Change every "sponsor logo" in the items to "team crest" and give the items again with nothing else altered.
**** DATA ENTRIES
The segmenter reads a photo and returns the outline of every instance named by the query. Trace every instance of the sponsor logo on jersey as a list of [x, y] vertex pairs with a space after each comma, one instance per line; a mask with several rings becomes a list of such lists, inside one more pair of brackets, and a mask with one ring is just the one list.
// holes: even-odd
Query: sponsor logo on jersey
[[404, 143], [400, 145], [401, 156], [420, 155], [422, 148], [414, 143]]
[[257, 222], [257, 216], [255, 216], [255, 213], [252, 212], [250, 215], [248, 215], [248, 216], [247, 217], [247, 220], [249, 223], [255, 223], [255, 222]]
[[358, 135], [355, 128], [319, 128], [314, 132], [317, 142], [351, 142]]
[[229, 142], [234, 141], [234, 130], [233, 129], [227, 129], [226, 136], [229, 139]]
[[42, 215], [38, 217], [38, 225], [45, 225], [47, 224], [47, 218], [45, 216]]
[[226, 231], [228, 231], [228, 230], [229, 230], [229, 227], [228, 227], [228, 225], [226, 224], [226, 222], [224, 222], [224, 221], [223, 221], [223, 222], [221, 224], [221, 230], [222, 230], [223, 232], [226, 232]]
********
» ANSWER TO THIS TASK:
The segmenter reads a photo and returns the outline of every instance named by the query. Trace every instance of the team crest on jersey as a list of [x, y] vertex pairs with a space after each comma, one instance per line; a mask with several rings becomes a list of such lists, inside one more pair of brackets, and a mask with one ring is just the one list.
// holes: even-odd
Query: team crest on jersey
[[404, 143], [400, 145], [401, 156], [420, 155], [422, 148], [414, 143]]
[[257, 222], [257, 216], [255, 216], [255, 213], [252, 212], [250, 215], [248, 215], [248, 216], [247, 217], [247, 220], [249, 223], [255, 223], [255, 222]]
[[358, 135], [355, 128], [319, 128], [314, 132], [317, 142], [351, 142]]
[[229, 142], [234, 141], [234, 130], [233, 129], [227, 129], [226, 136], [229, 139]]
[[42, 215], [38, 217], [38, 225], [45, 225], [47, 224], [47, 218], [45, 216]]
[[226, 231], [228, 231], [228, 230], [229, 230], [229, 227], [228, 227], [228, 225], [226, 224], [226, 222], [224, 222], [224, 221], [223, 221], [223, 222], [221, 224], [221, 230], [222, 230], [223, 232], [226, 232]]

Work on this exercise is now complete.